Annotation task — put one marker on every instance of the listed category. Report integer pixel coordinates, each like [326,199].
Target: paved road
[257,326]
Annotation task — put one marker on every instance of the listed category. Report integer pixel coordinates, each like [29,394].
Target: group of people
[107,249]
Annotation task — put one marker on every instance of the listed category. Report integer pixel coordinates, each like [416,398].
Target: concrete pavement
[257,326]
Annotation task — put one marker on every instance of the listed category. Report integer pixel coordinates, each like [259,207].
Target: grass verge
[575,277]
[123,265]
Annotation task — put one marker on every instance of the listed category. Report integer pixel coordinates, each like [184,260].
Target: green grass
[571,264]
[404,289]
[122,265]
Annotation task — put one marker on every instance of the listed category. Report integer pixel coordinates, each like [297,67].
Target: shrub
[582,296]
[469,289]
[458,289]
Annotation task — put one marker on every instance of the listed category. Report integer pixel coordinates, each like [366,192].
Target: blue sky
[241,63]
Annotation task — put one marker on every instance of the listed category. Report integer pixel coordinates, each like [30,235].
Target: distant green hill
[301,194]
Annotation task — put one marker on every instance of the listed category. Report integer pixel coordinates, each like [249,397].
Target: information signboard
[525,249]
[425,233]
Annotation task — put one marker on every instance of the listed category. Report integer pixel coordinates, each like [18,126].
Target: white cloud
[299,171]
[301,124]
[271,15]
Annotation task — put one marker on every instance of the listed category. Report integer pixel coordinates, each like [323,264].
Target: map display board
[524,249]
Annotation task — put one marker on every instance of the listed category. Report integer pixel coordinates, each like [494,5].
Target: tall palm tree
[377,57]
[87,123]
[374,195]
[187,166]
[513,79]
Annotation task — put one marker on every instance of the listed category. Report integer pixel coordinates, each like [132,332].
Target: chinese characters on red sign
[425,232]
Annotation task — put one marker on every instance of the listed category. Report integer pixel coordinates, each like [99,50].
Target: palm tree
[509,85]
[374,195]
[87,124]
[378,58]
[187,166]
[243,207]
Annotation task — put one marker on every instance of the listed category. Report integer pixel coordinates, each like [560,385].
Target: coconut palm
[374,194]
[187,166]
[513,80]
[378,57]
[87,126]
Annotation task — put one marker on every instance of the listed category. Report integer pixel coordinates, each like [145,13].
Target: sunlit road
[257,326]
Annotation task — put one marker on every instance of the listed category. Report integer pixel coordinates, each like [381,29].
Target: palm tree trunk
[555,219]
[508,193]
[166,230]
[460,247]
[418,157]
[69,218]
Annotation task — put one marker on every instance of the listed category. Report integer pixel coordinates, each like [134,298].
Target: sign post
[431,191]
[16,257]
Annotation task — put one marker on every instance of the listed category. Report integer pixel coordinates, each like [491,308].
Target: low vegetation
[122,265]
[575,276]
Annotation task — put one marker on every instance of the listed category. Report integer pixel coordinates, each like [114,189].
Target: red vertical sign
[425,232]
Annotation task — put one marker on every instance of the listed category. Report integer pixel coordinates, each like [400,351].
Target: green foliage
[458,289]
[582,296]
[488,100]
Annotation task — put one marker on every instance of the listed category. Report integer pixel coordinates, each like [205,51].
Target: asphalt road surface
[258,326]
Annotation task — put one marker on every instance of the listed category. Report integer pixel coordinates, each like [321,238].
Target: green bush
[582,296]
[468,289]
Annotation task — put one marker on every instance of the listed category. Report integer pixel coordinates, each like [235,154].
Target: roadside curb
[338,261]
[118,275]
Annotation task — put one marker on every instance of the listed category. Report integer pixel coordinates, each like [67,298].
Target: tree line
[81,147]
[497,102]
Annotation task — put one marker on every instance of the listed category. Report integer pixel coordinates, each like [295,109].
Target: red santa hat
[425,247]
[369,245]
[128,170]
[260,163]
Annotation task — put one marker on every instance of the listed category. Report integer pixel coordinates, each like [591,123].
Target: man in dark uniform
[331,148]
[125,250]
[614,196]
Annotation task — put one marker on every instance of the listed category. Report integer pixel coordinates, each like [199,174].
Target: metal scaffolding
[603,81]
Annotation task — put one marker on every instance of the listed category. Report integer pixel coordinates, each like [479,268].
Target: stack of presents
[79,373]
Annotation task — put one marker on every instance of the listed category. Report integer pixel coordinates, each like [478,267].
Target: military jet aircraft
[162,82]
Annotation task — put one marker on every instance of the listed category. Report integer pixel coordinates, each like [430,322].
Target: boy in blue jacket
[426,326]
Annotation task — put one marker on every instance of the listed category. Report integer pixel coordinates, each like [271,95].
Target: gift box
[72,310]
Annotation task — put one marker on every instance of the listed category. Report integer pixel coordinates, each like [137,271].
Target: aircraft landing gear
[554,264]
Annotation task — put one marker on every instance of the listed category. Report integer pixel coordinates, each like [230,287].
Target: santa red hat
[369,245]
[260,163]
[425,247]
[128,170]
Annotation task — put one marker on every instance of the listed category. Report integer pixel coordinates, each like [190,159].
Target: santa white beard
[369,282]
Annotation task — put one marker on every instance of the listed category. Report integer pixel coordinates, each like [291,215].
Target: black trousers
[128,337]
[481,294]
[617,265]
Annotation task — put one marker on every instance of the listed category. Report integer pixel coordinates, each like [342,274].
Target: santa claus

• • • • • • •

## WRITTEN INSTRUCTION
All of the records must be retyped exactly as they are.

## SOLVED PROBLEM
Annotation task — put one marker on every instance of the listed category. Report integer pixel coordinates, each like [326,199].
Target: paved road
[257,326]
Annotation task — put one marker on every instance of the listed category. Report integer pixel coordinates, each like [29,394].
Target: group of people
[107,249]
Annotation task — put one marker on every instance of the listed category. Report integer pixel coordinates, each like [416,398].
Target: concrete pavement
[257,326]
Annotation task — put one marker on every instance of the listed category. Report integer pixel coordinates, each like [259,207].
Target: grass verge
[575,277]
[123,265]
Annotation task — put one marker on every instance of the listed category. Report integer pixel coordinates, each like [184,260].
Target: green grass
[571,264]
[404,289]
[122,265]
Annotation task — put one marker on every instance of the listed category. Report integer pixel coordinates, each like [297,67].
Target: shrub
[582,296]
[469,289]
[458,289]
Annotation task — put one marker on every instance of the listed category. Report integer pixel coordinates, each like [366,192].
Target: blue sky
[241,63]
Annotation task — put one marker on every instance of the listed category. Report integer pixel coordinates, each like [30,235].
Target: distant green hill
[301,194]
Annotation task — put one marker on every instance of the listed category. Report integer pixel coordinates, each like [249,397].
Target: information signboard
[525,249]
[425,233]
Annotation task — put one marker on every instance of the listed category. Report integer pixel coordinates, each like [18,126].
Target: white cloud
[299,171]
[301,124]
[271,15]
Annotation task — put one marker on every instance of the listed category. Report integer pixel coordinates, each like [323,264].
Target: map display board
[524,249]
Annotation task — put one marker on every instance of the listed category. Report integer pixel coordinates, each like [494,5].
Target: tall palm tree
[377,57]
[87,123]
[374,195]
[187,166]
[513,79]
Annotation task — put one marker on every instance of the listed category. Report integer pixel coordinates, each like [132,332].
Target: chinese characters on red sign
[425,232]
Annotation task — put one marker on every instance of the listed category. Report integer pixel coordinates, each like [99,50].
Target: palm tree
[509,85]
[374,195]
[87,124]
[378,58]
[187,166]
[243,207]
Annotation task — put one marker on every instance of the listed category. Report integer pixel coordinates, each like [560,385].
Target: coconut palm
[374,194]
[187,166]
[513,80]
[378,57]
[87,126]
Annotation task — put one marker on every instance of the listed category. Report integer pixel coordinates, each like [145,13].
Target: sunlit road
[257,326]
Annotation task — put one marker on every instance of the listed category. Report integer pixel coordinates, each like [381,29].
Target: palm tree trunk
[555,219]
[508,193]
[166,230]
[460,247]
[418,157]
[69,218]
Annotation task — put one marker on every instance of the listed category. Report integer pixel coordinates, each like [134,298].
Target: sign post
[431,191]
[16,257]
Annotation task — put one marker on every instance of the listed category. Report integer pixel coordinates, each like [491,308].
Target: low vegetation
[122,265]
[575,276]
Annotation task — put one marker on every instance of the listed category. Report integer pixel coordinates, each like [114,189].
Target: red vertical sign
[425,232]
Annotation task — put one marker on every instance of the listed category. Report integer pixel coordinates, each like [400,351].
Target: green foliage
[458,289]
[582,296]
[488,100]
Annotation task — put one marker on every instance of the listed category. Report integer pixel coordinates, each like [205,51].
Target: asphalt road surface
[258,326]
Annotation task — put one marker on every instance of the listed category. Report integer pixel coordinates, each like [321,238].
Target: green bush
[582,296]
[468,289]
Annotation task — put one marker on every instance of the listed category. Report integer pixel coordinates, each like [235,154].
Target: roadside curb
[338,261]
[118,275]
Annotation task — put one marker on every instance of the listed category. Report integer pixel coordinates, each like [67,298].
Target: tree line
[81,147]
[497,102]
Annotation task — put one marker on every instance of the listed category. Report integer pixel coordinates, each like [295,109].
Target: red santa hat
[425,247]
[369,245]
[128,170]
[260,163]
Annotation task — put one marker on every instance of the listed category. Report integer pixel coordinates, each like [591,123].
Target: man in dark uniform
[331,148]
[125,250]
[614,196]
Annotation task — put one marker on every instance of the listed category. Report integer pixel coordinates, each like [199,174].
Target: metal scaffolding
[603,81]
Annotation task — put one marker on every instance of the listed category. Report integer pixel coordinates, each like [479,268].
Target: stack of presents
[79,373]
Annotation task — put one marker on every instance of the listed category. Report integer pixel coordinates, each like [478,267].
Target: military jet aircraft
[162,82]
Annotation task — put one marker on every instance of the listed category. Report integer pixel coordinates, each like [430,322].
Target: boy in blue jacket
[426,326]
Annotation task — put one marker on every instance of the listed category. Report integer pixel coordinates, each like [271,95].
Target: gift box
[72,310]
Annotation task — put one marker on every instance of the listed category. Report integer pixel coordinates, each like [137,271].
Target: aircraft landing gear
[554,264]
Annotation task — put one marker on every instance of the listed category. Report integer pixel coordinates, each like [230,287].
Target: santa red hat
[369,245]
[260,163]
[425,247]
[128,170]
Annotation task — put one marker on every instance of the listed category. Report integer pixel coordinates, each like [190,159].
Target: santa white beard
[369,282]
Annotation task — put one marker on every instance of the listed category. Report integer pixel coordinates, each like [291,215].
Target: black trousers
[128,337]
[481,294]
[617,265]
Annotation task — put one marker on every instance of the listed category. Report integer pixel coordinates, each like [342,274].
Target: santa claus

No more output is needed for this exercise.